[Saved entries]
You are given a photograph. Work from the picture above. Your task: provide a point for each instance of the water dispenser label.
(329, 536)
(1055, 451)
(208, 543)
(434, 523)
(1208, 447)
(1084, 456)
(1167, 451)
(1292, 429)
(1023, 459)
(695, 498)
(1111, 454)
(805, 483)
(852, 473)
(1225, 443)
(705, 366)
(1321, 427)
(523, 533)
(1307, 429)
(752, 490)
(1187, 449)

| Work task |
Transcribe every record above so that nothing differs from the original.

| Solved problem |
You are given a photograph. Work from the picture above. Your task: provide a point for each instance of the water dispenser label.
(329, 536)
(1055, 451)
(208, 543)
(434, 523)
(1208, 447)
(1084, 456)
(1167, 451)
(1292, 429)
(1023, 459)
(695, 498)
(1111, 454)
(805, 483)
(852, 473)
(1225, 443)
(705, 366)
(1321, 427)
(523, 533)
(1307, 429)
(752, 490)
(1187, 449)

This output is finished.